## Goal of the exercise
Exact repetition of every entry is required.
Start of Supplied data
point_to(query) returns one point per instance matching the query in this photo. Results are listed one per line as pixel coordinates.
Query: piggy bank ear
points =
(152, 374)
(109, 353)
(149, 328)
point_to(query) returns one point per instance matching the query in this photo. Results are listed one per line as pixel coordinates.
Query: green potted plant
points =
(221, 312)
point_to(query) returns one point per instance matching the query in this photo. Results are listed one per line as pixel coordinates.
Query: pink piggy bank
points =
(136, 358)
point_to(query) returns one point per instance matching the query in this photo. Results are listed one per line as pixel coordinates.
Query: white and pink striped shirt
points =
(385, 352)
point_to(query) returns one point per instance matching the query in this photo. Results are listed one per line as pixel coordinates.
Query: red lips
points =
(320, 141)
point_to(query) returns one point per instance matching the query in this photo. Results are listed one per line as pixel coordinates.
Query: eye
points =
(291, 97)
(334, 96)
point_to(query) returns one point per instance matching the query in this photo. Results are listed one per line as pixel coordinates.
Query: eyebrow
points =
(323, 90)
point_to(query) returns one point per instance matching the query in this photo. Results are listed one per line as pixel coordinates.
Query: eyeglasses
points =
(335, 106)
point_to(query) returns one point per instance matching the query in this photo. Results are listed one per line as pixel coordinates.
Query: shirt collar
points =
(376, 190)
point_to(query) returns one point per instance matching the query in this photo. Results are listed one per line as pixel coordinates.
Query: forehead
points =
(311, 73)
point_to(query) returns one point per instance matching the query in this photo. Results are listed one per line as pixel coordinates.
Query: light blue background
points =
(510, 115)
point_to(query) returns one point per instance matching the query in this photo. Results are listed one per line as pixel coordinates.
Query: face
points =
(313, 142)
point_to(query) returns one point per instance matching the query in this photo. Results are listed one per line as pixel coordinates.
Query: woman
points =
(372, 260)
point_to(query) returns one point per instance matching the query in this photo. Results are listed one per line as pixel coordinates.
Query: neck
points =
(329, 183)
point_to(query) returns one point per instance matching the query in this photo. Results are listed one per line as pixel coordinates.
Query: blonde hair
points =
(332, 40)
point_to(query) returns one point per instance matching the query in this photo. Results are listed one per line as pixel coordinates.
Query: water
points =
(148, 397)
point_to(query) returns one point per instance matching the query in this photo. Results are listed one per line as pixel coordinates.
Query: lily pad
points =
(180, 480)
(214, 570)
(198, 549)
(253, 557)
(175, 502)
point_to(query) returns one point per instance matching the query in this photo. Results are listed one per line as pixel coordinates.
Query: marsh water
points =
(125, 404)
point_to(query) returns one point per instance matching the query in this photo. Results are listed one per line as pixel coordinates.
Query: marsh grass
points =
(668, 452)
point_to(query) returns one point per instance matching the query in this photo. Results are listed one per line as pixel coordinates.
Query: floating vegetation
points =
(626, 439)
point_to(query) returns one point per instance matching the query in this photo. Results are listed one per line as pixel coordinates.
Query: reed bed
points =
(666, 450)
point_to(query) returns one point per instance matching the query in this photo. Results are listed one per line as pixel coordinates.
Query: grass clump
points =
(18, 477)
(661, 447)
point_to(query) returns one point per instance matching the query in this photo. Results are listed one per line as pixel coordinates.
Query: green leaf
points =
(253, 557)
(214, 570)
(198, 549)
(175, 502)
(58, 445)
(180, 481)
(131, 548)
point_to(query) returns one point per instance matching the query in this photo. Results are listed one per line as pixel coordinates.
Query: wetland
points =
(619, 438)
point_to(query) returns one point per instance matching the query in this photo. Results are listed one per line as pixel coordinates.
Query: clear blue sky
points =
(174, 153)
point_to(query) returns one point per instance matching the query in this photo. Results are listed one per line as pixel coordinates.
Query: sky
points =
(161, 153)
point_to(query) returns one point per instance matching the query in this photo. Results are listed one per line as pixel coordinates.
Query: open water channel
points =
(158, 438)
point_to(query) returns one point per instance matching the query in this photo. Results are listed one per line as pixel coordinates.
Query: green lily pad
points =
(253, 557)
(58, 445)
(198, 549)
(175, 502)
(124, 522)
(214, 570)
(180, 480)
End of Supplied data
## Finished answer
point_to(query) returns one point per instance matching the query in this photo. Results are listed one per line as pixel coordinates.
Query: piggy bank ear
points =
(152, 374)
(109, 353)
(149, 328)
point_to(query) returns one point per instance matching the query in this photo. Results are listed one per line as pixel coordinates.
Query: green potted plant
points =
(221, 312)
point_to(query) returns one point per instance matching the query in this photo. Results are listed one per line as pixel coordinates.
Query: pink piggy bank
points =
(136, 358)
point_to(query) returns one point per instance matching the query in this photo. Results are listed one per line as pixel coordinates.
Query: white and pink striped shirt
points =
(385, 352)
point_to(query) returns one point per instance matching the query in this photo. Results are listed one per line as pixel coordinates.
Query: red lips
points =
(320, 141)
point_to(query) returns one point per instance matching the query in this photo. Results are listed one per line as pixel coordinates.
Query: eye
points =
(291, 97)
(334, 96)
point_to(query) returns one point per instance matching the query in this photo. Results are listed one per line as pixel coordinates.
Query: eyebrow
points =
(323, 90)
point_to(query) returns one point per instance matching the query in this photo. Results are listed one per line as pixel coordinates.
Query: eyeglasses
points =
(335, 106)
point_to(query) returns one point per instance matching the query in this photo. Results are listed one per line as pixel coordinates.
Query: shirt collar
points =
(376, 190)
point_to(query) returns one point per instance matching the query in this photo. Results are listed one per line as pixel coordinates.
Query: forehead
points =
(311, 73)
point_to(query) returns one point per instance matching the query in this photo. Results are listed one per line as pixel coordinates.
Query: light blue background
points =
(510, 115)
point_to(query) returns one point per instance matching the query in this photo. Results are listed one per line as pixel coordinates.
Query: face
points =
(313, 142)
point_to(query) returns one point per instance matching the query in this photo. Results are listed one per line as pixel coordinates.
Query: woman
points =
(372, 260)
point_to(query) returns one point per instance matching the query in this photo. Results are listed one per line as pixel coordinates.
Query: neck
points =
(329, 183)
point_to(query) returns one point per instance matching the query in this photo. Results are listed one per line as pixel coordinates.
Query: blonde hair
points =
(332, 40)
point_to(query) returns one point per instance matching the query in this photo. Results are listed one per line as pixel coordinates.
Query: water
points =
(148, 397)
point_to(query) returns one point per instance matching the query in this photo. Results are listed one per line as pixel coordinates.
Query: lily pad
points =
(180, 480)
(214, 570)
(198, 549)
(253, 557)
(175, 502)
point_to(query) returns one point per instance matching the query in this photo. Results are listed one per line as pixel coordinates.
Query: marsh water
points =
(125, 404)
point_to(query) returns one point per instance matching the query in this photo. Results are listed one per line as pixel coordinates.
Query: marsh grass
points =
(668, 452)
point_to(query) returns one point per instance matching the query in this photo. Results are listed one per line as pixel coordinates.
Query: floating vegetation
points =
(626, 439)
point_to(query) returns one point per instance matching the query in this photo. Results are listed one per line as pixel coordinates.
Query: reed bed
points =
(666, 450)
point_to(query) returns one point per instance matching the query in this photo. Results are listed one per line as pixel coordinates.
Query: grass clump
points =
(18, 477)
(661, 447)
point_to(query) returns one point per instance matching the query in this photo. Results are listed one per line as pixel coordinates.
Query: green leaf
points =
(253, 557)
(214, 570)
(198, 549)
(175, 502)
(58, 445)
(180, 481)
(131, 548)
point_to(query) returns one point per instance matching the query in this photo. Results are listed one per line as pixel coordinates.
Query: wetland
points =
(619, 438)
point_to(query) returns one point per instance matching the query in this photo. Results are listed one per line as pixel coordinates.
Query: clear blue sky
points =
(174, 153)
point_to(query) returns one point per instance matching the query in this photo. Results are listed one per line as pixel coordinates.
Query: sky
points =
(161, 153)
point_to(query) returns one point per instance matching the query in this photo. Results are listed one per line as pixel coordinates.
Query: open water channel
points =
(158, 438)
point_to(query) returns one point per instance matching the query in this photo. Results are listed one per line as pixel coordinates.
Query: green lily pad
points =
(253, 557)
(58, 445)
(198, 549)
(175, 502)
(124, 522)
(214, 570)
(180, 480)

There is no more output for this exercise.